Start of Block

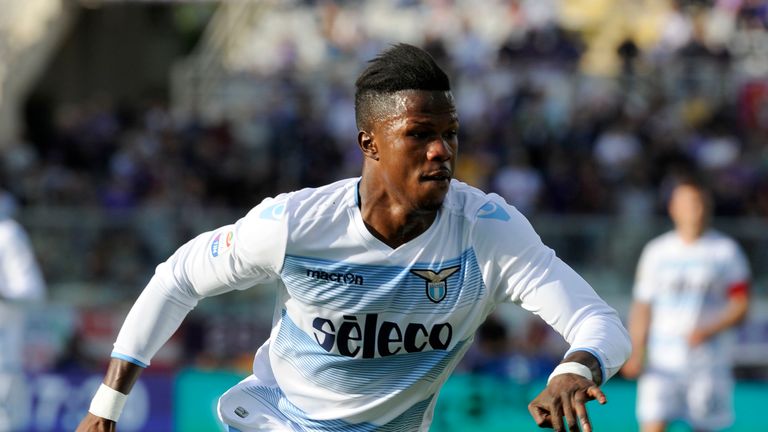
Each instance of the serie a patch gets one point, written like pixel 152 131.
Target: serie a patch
pixel 222 243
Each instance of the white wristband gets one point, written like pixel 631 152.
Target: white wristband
pixel 107 403
pixel 571 367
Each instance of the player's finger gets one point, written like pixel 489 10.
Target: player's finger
pixel 540 415
pixel 556 417
pixel 594 392
pixel 568 411
pixel 580 406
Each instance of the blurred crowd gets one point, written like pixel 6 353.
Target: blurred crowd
pixel 534 127
pixel 541 125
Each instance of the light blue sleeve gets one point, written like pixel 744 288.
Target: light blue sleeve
pixel 239 256
pixel 518 267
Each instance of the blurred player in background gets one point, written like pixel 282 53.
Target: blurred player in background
pixel 383 281
pixel 20 282
pixel 691 289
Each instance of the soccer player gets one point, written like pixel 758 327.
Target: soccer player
pixel 20 282
pixel 383 280
pixel 691 289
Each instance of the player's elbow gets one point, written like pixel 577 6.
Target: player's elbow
pixel 625 343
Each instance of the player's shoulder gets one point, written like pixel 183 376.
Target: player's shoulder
pixel 477 206
pixel 663 241
pixel 311 203
pixel 721 241
pixel 308 203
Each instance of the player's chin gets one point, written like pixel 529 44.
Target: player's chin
pixel 432 199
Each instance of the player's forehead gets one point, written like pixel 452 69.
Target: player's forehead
pixel 687 192
pixel 413 107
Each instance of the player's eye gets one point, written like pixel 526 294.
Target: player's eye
pixel 418 134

End of Block

**Activity**
Only one stretch of the records above is wanted: the lines between the one holding "Target: player's finger" and the one holding "Each instance of the light", inclusive, reproduced exactly.

**Task result**
Target: player's finger
pixel 540 415
pixel 556 417
pixel 594 392
pixel 568 411
pixel 580 406
Each instance of the blurred crowd gets one point, written like pixel 6 353.
Target: blurred crowd
pixel 534 127
pixel 541 125
Each instance of the light blue sleeve gets one point, written like pixel 744 288.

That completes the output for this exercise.